■ **Photo-based referring expression data**:
========================

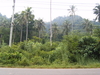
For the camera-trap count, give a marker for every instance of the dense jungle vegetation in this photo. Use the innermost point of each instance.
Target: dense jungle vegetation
(73, 46)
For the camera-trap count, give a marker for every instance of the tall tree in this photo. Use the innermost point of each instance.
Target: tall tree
(97, 12)
(72, 14)
(55, 31)
(88, 26)
(39, 25)
(66, 27)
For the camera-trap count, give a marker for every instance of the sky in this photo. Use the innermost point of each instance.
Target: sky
(41, 8)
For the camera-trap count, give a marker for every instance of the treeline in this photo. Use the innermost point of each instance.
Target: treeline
(31, 46)
(72, 50)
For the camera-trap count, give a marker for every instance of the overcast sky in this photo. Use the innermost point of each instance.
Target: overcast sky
(41, 8)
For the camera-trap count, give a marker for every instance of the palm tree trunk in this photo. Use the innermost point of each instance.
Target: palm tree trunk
(27, 31)
(21, 33)
(39, 33)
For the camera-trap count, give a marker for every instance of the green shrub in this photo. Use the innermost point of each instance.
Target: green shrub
(37, 60)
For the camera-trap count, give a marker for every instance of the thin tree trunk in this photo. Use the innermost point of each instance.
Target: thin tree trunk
(27, 31)
(21, 33)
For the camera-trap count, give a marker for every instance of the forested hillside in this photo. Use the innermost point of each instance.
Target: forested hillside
(75, 42)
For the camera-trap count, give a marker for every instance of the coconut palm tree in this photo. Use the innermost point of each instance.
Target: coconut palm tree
(55, 30)
(88, 26)
(66, 27)
(72, 14)
(97, 12)
(39, 25)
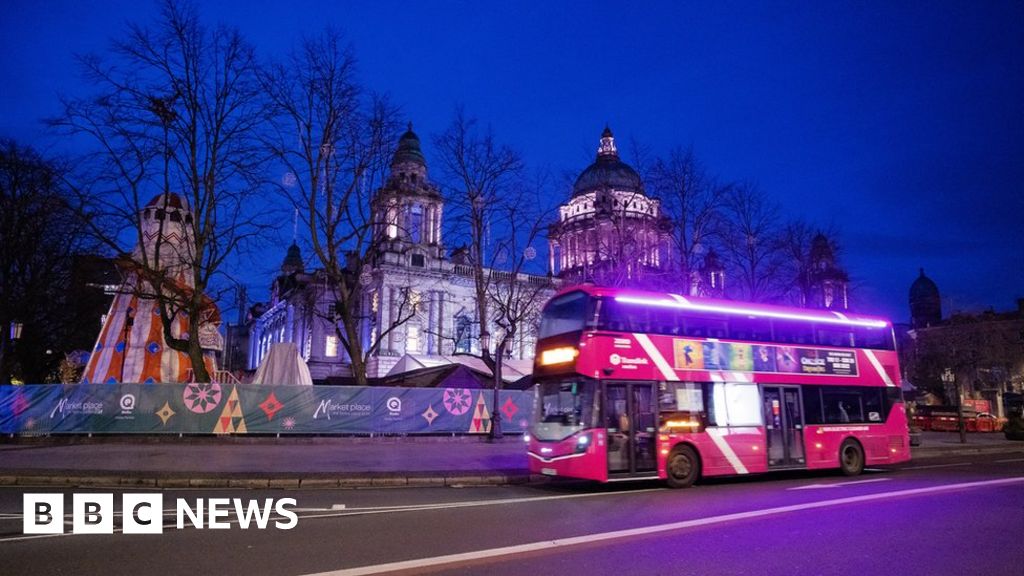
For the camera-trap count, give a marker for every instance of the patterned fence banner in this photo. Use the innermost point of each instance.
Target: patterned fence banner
(215, 408)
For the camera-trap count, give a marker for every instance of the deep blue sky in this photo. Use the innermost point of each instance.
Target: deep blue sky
(901, 125)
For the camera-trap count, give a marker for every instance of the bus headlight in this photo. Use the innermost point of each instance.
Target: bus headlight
(583, 442)
(558, 356)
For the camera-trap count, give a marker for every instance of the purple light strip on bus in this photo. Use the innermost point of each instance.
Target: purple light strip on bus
(686, 304)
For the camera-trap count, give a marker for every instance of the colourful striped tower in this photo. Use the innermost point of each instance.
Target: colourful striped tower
(131, 345)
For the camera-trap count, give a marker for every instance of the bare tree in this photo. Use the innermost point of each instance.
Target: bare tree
(335, 139)
(177, 111)
(751, 244)
(39, 236)
(498, 215)
(693, 200)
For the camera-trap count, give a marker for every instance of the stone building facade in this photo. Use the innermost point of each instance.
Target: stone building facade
(418, 300)
(979, 355)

========================

■ **Exercise objective**: Please reproduce the entries above exactly, from their first line to the line holding "of the deep" inclusive, and nothing else; the pictures stay out.

■ **Task output**:
For the camera-trap count, give a marker for every instance of the dense jungle vegetation in this photo. Use the innermost point of each instance.
Target: dense jungle vegetation
(73, 46)
For the camera-trap count, give a marker for every instance of the tall tree in this photo. Use the innermost point of each instance.
Target: tall tree
(97, 12)
(72, 14)
(55, 31)
(88, 26)
(39, 25)
(66, 27)
For the camera-trap count, give a marker for every instance of the sky in this photo. Use the innermost point of each instance.
Target: sky
(41, 8)
For the camera-trap count, give a marker for every instance of the treeline in this photo. Use the innermost point of each instance.
Target: treeline
(31, 46)
(72, 50)
For the camera-trap count, give a marker for every instance of the overcast sky in this photo. Use the innermost point of each instance.
Target: overcast sky
(41, 8)
For the camera-trap count, give a marker for every instance of the palm tree trunk in this photo. Use the innermost point of each instance.
Target: palm tree trunk
(27, 31)
(21, 33)
(39, 33)
For the camera-trap count, give a marker for every instance of the green shrub in this photo. Use the innermost point of each instance.
Target: green shrub
(37, 60)
For the camera-trap count, give a marker for every instance of the thin tree trunk in this photo. Use the innermost point of each instance.
Target: thin tree trunk
(27, 31)
(21, 33)
For the camera-trap count, give a marker for every instance of the forested hillside in this photo. Use the innermost point of each instance.
Target: forested hillside
(75, 42)
For the camera-trap count, give a marker for every instance of the coconut palm tree in this photo. Use the innermost point of each instance.
Target: coconut palm tree
(55, 30)
(88, 26)
(66, 27)
(72, 14)
(97, 12)
(39, 25)
For the camera-trap count, give a marker for every instance of the patterned fence banner in this photo. Use the innermost point of each instance.
Target: patterned fence banner
(215, 408)
For the camera-trap count, give a marker for every instance of the deep blue sky in this photo. Use the innermost point of each instance.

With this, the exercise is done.